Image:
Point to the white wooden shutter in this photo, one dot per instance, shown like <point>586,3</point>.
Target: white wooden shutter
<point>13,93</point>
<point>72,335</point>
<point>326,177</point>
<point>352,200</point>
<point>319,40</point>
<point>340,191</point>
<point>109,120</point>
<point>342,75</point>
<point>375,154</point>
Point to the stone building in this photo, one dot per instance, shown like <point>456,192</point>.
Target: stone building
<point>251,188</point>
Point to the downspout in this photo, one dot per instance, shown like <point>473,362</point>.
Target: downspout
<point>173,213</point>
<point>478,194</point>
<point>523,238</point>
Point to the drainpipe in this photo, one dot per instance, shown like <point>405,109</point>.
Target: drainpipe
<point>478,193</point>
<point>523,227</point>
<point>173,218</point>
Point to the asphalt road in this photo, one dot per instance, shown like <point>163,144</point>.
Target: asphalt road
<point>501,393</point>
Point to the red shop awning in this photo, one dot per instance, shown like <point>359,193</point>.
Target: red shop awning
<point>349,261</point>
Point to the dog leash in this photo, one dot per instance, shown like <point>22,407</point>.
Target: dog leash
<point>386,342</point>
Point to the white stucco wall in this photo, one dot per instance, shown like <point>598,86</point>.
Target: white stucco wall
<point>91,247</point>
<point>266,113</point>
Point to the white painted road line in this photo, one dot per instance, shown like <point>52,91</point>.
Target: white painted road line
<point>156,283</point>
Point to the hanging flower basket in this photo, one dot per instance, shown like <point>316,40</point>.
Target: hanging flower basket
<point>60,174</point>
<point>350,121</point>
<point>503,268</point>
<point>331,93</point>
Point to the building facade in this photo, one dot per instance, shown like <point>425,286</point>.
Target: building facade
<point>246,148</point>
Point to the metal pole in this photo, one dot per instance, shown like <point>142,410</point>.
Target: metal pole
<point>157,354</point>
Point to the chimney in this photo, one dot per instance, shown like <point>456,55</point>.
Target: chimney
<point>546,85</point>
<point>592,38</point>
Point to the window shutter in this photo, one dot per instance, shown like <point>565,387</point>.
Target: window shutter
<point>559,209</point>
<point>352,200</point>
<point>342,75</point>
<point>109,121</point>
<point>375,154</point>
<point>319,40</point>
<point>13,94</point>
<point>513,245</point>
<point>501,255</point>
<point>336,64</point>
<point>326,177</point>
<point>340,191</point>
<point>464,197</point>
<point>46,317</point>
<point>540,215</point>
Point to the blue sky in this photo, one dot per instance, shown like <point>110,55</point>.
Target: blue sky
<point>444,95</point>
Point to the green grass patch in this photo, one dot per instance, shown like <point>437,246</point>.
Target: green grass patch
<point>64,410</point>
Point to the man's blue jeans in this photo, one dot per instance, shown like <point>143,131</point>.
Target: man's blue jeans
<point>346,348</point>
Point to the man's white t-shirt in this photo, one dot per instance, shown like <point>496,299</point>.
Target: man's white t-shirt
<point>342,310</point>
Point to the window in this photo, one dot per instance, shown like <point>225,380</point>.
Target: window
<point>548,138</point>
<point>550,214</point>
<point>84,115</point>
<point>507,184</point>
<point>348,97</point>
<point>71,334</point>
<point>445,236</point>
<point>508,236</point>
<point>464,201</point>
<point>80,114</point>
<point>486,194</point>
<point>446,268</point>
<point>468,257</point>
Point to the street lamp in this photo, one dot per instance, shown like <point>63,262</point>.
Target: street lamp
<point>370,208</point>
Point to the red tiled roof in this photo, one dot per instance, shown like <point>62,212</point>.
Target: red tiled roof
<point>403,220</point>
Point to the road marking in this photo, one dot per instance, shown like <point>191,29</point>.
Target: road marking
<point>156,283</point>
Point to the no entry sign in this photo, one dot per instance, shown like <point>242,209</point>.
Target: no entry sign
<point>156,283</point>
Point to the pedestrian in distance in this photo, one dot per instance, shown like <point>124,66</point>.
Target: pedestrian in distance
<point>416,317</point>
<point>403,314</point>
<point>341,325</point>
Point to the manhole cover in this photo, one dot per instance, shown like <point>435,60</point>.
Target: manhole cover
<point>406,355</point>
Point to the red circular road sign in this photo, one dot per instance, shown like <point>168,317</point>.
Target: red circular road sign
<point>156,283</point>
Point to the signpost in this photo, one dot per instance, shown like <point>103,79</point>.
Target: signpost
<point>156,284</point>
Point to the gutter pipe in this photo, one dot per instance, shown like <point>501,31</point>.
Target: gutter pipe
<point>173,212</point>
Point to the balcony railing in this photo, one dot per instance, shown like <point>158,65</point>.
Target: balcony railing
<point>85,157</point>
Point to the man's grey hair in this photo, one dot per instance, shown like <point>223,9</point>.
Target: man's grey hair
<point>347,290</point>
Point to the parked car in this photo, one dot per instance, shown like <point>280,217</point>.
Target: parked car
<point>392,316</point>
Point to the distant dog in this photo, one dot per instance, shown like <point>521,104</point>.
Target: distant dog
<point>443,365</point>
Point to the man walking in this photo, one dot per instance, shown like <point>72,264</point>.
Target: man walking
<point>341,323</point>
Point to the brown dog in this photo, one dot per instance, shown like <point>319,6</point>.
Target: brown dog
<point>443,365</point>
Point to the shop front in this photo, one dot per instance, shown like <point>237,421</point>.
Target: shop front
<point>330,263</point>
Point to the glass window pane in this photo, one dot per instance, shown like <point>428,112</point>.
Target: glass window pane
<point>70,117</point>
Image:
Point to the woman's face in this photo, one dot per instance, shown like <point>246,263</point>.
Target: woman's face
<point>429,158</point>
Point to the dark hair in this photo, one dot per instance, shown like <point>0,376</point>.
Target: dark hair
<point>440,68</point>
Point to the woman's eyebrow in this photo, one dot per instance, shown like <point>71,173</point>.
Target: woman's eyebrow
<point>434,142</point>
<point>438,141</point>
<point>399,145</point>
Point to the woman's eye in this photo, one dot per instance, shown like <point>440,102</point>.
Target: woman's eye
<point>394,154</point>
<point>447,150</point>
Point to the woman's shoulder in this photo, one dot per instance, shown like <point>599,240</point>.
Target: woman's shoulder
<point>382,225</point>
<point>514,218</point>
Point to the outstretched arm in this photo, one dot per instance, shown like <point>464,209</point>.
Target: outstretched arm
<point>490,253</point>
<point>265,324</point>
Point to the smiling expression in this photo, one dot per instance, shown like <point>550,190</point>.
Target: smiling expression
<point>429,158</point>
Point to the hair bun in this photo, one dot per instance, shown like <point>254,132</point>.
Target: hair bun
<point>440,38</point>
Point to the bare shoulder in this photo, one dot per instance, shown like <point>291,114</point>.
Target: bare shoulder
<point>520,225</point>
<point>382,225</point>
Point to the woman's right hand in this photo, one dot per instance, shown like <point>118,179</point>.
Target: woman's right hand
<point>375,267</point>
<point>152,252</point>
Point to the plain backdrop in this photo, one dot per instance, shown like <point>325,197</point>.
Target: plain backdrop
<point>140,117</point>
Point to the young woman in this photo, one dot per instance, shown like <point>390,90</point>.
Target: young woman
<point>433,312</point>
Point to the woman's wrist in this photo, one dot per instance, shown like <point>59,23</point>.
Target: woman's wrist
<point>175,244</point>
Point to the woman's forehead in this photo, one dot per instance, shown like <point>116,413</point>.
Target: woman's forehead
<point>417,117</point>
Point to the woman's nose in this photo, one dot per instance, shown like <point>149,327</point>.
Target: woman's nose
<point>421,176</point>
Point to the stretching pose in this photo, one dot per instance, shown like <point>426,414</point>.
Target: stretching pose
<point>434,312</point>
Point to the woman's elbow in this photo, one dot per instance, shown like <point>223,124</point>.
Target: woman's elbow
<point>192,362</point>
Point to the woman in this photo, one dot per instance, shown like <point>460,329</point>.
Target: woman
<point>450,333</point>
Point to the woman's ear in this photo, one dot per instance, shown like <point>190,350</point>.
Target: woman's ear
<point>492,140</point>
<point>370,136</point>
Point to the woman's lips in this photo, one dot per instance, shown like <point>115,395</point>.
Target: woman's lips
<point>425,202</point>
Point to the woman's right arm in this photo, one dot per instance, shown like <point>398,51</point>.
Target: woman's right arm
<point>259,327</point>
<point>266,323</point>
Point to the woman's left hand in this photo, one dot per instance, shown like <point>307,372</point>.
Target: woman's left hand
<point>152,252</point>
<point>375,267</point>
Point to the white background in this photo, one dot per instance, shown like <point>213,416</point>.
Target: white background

* _About this exercise_
Copy each line of the records that has "background" in it.

* _Solution for this task_
Point to the white background in this photo, one dot per instance, shown like <point>213,416</point>.
Target: white background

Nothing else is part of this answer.